*** Data supplied ***

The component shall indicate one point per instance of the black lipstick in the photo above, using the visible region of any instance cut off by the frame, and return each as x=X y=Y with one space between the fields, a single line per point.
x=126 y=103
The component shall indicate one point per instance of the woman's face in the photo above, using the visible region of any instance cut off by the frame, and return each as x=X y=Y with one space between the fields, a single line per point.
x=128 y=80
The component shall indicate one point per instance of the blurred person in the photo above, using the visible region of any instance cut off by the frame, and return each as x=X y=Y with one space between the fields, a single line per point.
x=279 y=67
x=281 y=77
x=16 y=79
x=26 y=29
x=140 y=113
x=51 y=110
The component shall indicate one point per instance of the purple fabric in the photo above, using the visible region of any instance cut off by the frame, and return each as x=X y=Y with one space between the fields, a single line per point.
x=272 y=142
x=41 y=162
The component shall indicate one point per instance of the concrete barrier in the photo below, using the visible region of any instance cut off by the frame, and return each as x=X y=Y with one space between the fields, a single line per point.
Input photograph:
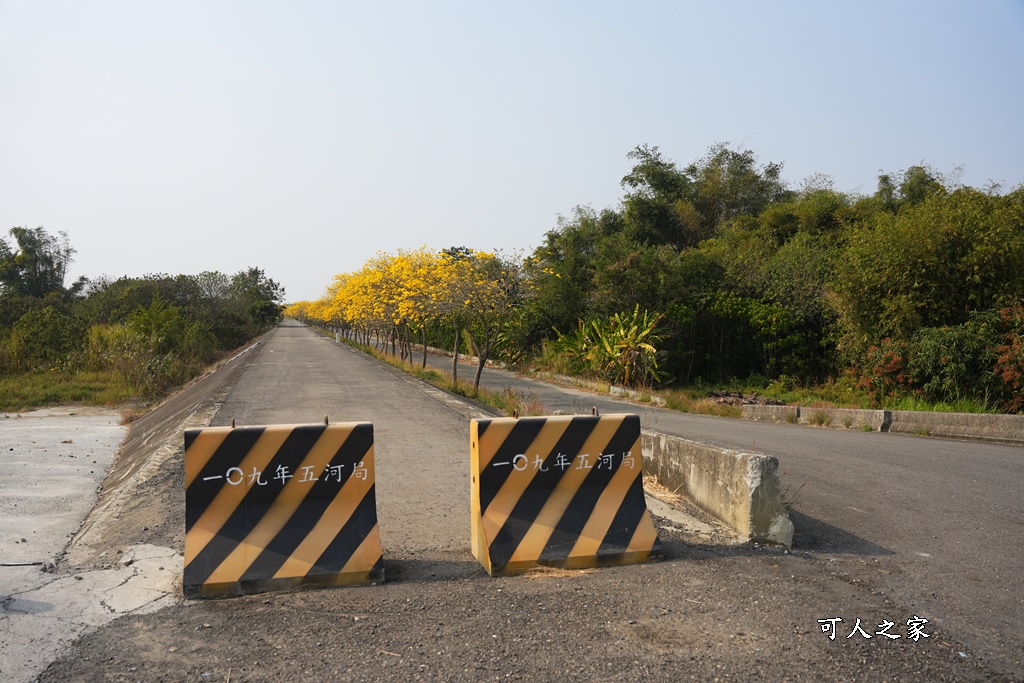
x=971 y=426
x=788 y=414
x=975 y=426
x=739 y=488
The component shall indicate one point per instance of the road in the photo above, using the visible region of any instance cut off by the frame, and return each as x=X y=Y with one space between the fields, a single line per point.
x=948 y=514
x=708 y=610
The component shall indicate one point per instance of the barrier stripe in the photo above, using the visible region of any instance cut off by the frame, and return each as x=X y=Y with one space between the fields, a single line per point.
x=207 y=440
x=566 y=493
x=262 y=535
x=559 y=491
x=585 y=502
x=320 y=546
x=514 y=492
x=224 y=514
x=272 y=507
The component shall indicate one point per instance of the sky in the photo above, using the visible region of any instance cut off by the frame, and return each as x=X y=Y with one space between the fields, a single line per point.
x=302 y=137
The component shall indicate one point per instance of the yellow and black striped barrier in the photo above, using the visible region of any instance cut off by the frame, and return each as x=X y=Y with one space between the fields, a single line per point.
x=270 y=508
x=558 y=491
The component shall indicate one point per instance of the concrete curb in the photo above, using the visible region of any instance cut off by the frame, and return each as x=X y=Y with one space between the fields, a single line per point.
x=739 y=488
x=967 y=426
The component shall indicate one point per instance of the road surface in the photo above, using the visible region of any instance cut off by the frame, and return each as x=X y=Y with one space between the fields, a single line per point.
x=707 y=610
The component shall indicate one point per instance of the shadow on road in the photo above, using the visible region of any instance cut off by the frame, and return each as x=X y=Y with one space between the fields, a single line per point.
x=814 y=535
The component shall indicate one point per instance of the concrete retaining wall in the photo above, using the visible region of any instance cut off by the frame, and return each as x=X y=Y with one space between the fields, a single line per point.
x=739 y=488
x=1004 y=428
x=975 y=426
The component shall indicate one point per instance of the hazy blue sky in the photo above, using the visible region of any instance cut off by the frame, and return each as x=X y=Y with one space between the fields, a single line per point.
x=303 y=136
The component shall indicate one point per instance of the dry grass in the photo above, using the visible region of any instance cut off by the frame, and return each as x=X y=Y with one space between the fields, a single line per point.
x=656 y=488
x=545 y=571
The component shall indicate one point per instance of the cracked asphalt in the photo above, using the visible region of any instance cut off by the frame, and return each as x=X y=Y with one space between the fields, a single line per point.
x=52 y=464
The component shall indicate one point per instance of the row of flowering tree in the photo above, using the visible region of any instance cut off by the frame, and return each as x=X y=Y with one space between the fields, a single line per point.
x=396 y=296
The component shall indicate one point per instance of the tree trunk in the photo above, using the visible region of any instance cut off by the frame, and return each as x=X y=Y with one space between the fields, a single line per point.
x=424 y=344
x=455 y=358
x=479 y=370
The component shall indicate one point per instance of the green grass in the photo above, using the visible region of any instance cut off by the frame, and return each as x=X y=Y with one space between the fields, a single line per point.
x=38 y=389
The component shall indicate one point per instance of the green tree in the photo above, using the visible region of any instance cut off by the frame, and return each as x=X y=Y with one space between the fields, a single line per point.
x=39 y=264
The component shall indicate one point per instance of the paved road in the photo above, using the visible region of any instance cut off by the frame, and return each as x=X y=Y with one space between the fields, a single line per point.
x=948 y=514
x=708 y=611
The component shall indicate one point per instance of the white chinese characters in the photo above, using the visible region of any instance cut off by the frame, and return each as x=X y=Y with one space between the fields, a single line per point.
x=914 y=629
x=584 y=461
x=308 y=474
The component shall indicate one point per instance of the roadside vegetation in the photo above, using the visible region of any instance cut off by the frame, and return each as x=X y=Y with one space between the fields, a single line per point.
x=113 y=342
x=718 y=274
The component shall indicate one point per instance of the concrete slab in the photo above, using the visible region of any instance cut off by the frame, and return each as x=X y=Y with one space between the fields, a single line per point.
x=52 y=464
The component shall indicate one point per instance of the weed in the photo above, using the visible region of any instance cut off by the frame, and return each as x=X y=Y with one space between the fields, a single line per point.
x=820 y=419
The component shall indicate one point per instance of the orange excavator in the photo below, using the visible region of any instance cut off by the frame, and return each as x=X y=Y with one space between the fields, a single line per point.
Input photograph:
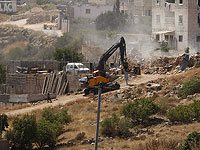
x=100 y=75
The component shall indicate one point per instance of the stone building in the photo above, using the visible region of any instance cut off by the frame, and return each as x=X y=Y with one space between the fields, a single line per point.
x=8 y=6
x=177 y=23
x=89 y=11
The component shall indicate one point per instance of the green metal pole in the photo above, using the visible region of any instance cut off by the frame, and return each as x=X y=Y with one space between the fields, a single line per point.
x=98 y=117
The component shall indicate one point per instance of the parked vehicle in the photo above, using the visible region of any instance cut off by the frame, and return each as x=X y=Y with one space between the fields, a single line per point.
x=76 y=67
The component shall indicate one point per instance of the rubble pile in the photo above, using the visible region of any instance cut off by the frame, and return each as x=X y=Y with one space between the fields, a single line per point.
x=34 y=19
x=165 y=65
x=35 y=40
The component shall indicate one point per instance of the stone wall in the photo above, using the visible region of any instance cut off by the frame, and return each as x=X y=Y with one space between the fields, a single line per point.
x=25 y=83
x=4 y=145
x=41 y=65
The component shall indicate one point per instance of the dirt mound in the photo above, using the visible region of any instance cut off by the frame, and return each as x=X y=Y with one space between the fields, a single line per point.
x=34 y=19
x=165 y=65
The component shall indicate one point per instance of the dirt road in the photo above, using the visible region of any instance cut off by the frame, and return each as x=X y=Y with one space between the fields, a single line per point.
x=66 y=99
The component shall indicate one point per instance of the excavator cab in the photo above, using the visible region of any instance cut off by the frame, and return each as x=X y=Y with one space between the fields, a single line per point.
x=100 y=76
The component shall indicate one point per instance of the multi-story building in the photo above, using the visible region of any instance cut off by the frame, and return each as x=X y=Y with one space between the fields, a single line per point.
x=177 y=22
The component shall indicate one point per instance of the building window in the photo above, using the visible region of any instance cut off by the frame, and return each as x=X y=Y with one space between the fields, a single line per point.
x=87 y=11
x=158 y=18
x=198 y=38
x=166 y=37
x=157 y=37
x=180 y=38
x=198 y=18
x=157 y=2
x=180 y=20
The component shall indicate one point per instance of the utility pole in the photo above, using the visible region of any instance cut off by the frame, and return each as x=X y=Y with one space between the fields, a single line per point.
x=98 y=114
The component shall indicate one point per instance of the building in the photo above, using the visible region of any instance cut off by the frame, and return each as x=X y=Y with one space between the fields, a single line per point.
x=136 y=7
x=8 y=6
x=177 y=22
x=89 y=11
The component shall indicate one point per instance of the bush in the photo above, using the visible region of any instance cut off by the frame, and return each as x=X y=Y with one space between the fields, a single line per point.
x=47 y=133
x=23 y=132
x=3 y=123
x=115 y=126
x=190 y=87
x=140 y=110
x=197 y=65
x=111 y=21
x=182 y=114
x=44 y=132
x=192 y=141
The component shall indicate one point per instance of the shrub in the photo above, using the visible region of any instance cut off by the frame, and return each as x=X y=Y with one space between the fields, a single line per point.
x=3 y=123
x=140 y=110
x=163 y=103
x=190 y=87
x=197 y=65
x=182 y=114
x=47 y=133
x=61 y=117
x=23 y=132
x=192 y=141
x=115 y=126
x=195 y=108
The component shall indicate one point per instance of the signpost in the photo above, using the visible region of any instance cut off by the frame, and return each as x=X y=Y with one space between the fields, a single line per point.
x=8 y=6
x=98 y=115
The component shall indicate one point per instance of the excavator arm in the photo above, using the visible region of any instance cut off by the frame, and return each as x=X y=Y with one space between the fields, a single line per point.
x=119 y=44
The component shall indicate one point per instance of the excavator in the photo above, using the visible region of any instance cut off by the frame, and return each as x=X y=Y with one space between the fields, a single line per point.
x=100 y=76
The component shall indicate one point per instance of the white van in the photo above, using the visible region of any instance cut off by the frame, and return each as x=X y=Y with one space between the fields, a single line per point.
x=76 y=67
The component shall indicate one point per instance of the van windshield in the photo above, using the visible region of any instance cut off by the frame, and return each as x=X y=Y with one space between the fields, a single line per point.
x=80 y=66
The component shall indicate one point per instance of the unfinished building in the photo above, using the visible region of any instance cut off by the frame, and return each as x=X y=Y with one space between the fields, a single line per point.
x=177 y=23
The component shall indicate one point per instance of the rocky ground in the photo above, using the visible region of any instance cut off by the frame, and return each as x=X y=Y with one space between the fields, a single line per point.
x=80 y=134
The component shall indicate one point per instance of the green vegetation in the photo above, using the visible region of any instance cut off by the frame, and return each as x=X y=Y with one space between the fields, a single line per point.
x=184 y=114
x=190 y=87
x=27 y=131
x=180 y=114
x=23 y=133
x=2 y=74
x=115 y=126
x=192 y=141
x=197 y=65
x=112 y=20
x=3 y=123
x=140 y=110
x=67 y=48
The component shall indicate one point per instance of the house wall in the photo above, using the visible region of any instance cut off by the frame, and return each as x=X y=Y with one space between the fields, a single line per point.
x=94 y=11
x=169 y=21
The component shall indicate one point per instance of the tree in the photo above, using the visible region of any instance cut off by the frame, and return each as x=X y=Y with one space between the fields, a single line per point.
x=116 y=7
x=67 y=48
x=2 y=74
x=23 y=132
x=42 y=2
x=3 y=123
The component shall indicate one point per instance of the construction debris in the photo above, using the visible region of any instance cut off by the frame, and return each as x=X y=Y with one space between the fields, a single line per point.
x=56 y=83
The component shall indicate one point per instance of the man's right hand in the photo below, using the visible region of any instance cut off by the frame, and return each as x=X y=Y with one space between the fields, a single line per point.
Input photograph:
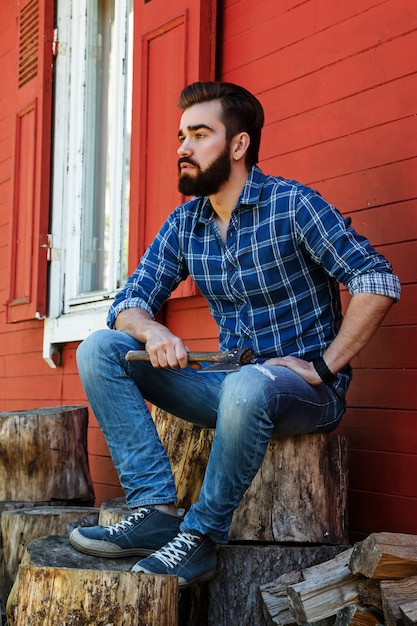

***

Give the records from the start through the line containing "x=126 y=103", inclusive, as a two-column CSV with the headers text and answer. Use one row per record, put each value in a single quoted field, and replace any line breaks with spaces.

Correct answer:
text,answer
"The component shall indicate one point per instance of the black lipstick in the photo above, using the visible region of any instance cut off by the frame, and return each as x=X y=Y with one space between the fields, a single line per point.","x=126 y=103"